Text-to-region grounding data
+ + + + +

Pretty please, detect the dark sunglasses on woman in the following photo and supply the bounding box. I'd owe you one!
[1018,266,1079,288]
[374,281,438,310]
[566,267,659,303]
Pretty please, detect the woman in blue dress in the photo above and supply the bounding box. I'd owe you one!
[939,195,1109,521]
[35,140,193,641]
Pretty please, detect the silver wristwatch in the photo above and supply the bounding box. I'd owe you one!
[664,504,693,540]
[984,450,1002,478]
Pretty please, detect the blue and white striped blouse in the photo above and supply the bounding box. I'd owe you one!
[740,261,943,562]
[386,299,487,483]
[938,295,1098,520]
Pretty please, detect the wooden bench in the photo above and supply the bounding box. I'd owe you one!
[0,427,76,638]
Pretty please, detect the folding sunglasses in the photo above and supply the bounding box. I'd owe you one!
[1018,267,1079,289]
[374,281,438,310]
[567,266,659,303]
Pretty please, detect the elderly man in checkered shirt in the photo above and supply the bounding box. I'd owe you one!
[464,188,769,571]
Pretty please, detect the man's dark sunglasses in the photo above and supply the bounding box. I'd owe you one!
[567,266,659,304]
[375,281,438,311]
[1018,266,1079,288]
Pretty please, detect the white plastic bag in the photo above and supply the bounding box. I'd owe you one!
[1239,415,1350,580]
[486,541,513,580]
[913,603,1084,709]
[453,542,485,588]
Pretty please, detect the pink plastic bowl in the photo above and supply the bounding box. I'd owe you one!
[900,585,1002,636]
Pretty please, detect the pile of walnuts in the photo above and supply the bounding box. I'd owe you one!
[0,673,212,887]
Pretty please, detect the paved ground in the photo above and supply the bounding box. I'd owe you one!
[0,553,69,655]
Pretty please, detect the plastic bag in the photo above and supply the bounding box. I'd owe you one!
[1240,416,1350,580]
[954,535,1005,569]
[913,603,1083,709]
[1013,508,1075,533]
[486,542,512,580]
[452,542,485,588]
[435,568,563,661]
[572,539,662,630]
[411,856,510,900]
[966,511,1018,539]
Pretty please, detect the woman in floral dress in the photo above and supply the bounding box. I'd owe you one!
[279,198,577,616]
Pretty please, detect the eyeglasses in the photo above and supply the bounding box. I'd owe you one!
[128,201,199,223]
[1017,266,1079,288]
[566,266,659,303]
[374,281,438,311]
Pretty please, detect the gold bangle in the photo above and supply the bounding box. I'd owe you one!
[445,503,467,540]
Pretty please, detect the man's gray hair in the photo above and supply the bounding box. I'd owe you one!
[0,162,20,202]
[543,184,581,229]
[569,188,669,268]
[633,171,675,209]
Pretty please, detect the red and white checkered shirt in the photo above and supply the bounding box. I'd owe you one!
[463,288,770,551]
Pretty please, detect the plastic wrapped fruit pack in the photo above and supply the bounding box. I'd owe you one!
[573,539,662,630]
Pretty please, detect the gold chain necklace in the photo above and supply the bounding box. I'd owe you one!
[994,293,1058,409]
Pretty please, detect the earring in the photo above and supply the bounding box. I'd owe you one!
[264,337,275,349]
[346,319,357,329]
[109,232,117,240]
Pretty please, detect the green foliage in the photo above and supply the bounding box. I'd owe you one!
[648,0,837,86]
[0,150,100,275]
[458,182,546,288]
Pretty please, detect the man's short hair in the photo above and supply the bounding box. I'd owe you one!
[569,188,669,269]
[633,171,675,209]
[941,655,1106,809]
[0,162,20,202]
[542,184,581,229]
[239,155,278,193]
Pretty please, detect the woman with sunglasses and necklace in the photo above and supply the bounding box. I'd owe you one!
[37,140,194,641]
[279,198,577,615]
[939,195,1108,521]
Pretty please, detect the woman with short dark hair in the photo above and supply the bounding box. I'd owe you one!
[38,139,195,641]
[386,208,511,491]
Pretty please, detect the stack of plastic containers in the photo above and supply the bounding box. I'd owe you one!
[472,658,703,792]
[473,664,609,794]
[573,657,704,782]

+ + + + +

TASK STATEMENT>
A complete, exact transcription of the records is needed.

COMPLETED TASK>
Pretty please, detect the dark sunglasses on woman in the following photo and supply the bounding box. I'd owe you one!
[1018,266,1079,288]
[374,281,438,310]
[566,267,659,303]
Pretty please, detect the woman in blue dress in the photo above and supply the bounding box. I'd owe you one!
[939,195,1109,521]
[35,140,193,641]
Pretty please, detect the silver wristwatch in the photo above and supply the bounding box. I'd owe you one!
[664,504,693,540]
[984,450,1002,478]
Pretty please, detect the blue and white striped blouse in the photo above and supply the bounding box. I'd owe you one!
[740,261,943,562]
[386,299,487,483]
[938,295,1098,520]
Pretty please, detect the wooden bench in the photo above and supply the bounding box. I'd owe you one!
[0,427,76,638]
Pretty please, detect the folding sunglasses in the photo above and supply the bounding box. I'd owe you one!
[1018,267,1079,289]
[374,281,438,310]
[567,266,659,303]
Pretty please, detect the elderly man in checkered shirt in the photo above and supply the bounding box. I'd owe you one!
[464,188,769,571]
Pretty please, detect the man's dark sunglasses in the photo above and supply the bounding box. I'd owe you one!
[567,266,659,304]
[375,281,438,311]
[1018,266,1079,288]
Pretty please, detect the white plastic bag in the photo above and supply the bounding box. I'd owe you one!
[1239,415,1350,580]
[486,541,513,580]
[913,603,1084,709]
[453,542,485,588]
Pretty please, detect the pink plastic bowl in the photo above and supply the bounding box. I'd owe you one!
[900,585,1002,636]
Pretty please, detect the pile of walnuts in the photo above and supply the bounding box. I'd owe you one!
[0,673,212,887]
Pretty please, detect the paved ground in the photo above and supply the bounding box. I'd owe you one!
[0,553,69,655]
Pretty please, detect the plastic bag in the photo above and supply the bounding box. I'd owe you one!
[1240,416,1350,580]
[954,535,1005,569]
[913,603,1083,709]
[1013,508,1075,533]
[486,542,512,580]
[452,542,485,588]
[435,568,563,661]
[572,539,662,630]
[411,856,510,900]
[966,511,1018,539]
Pretty please, detect the woman in floral dress in the photo above and supply the bounding box. I'd owe you one!
[279,198,577,616]
Pretty please, detect the eyeglasses in the photo above and supply the bounding box. I'd owe you one!
[128,201,199,223]
[1017,266,1079,288]
[566,266,659,303]
[374,281,438,311]
Pretty please, detect the gold bangle in the photo above and supply the bounding box. I'd owe you one!
[445,503,467,540]
Pretty please, detect the man's gray hair in the photo above and supply the bounding box. I'd owe you one!
[0,162,20,202]
[543,184,581,229]
[569,188,669,268]
[633,171,675,209]
Pretty please, detect the red and white checkered shirt in the photo above and supply the bounding box. I'd owe you one!
[463,288,770,551]
Pretty please, detect the plastic wrapped fruit pack in the photo above and supply the bounding box. I'd owe you one!
[573,539,662,630]
Pretty please, detect the gold chain necklace in the photo above and supply the bounding box. I'd owe you one!
[994,293,1058,409]
Pretty please, detect the earring in the photo above and supply the bounding box. I'd owe you one!
[264,337,275,349]
[346,319,357,329]
[109,232,117,240]
Pretty please, detect the green foliage in the photo above and supply the bounding box. I'd owe you one!
[648,0,837,86]
[0,150,100,275]
[458,182,546,288]
Pretty please, detect the man's short hair in the photo above and supply the bounding box. I'd owe you one!
[569,188,669,269]
[633,171,675,209]
[941,655,1106,809]
[0,162,20,202]
[542,184,581,229]
[239,155,278,193]
Pretty please, detect the woman with sunglasses and necklace in the photo above and supply the bounding box. I'd owe you one!
[37,140,194,641]
[279,198,577,615]
[939,195,1108,521]
Pretty please, detect the woman with short dark hair in the photo above and supply the bounding box. I'd owe you one!
[38,139,195,641]
[386,208,511,491]
Pretty please, detect the stack of plastic containers in the photo above and supply the bounding box. I'd owe you one!
[472,658,703,792]
[473,664,609,794]
[573,657,704,782]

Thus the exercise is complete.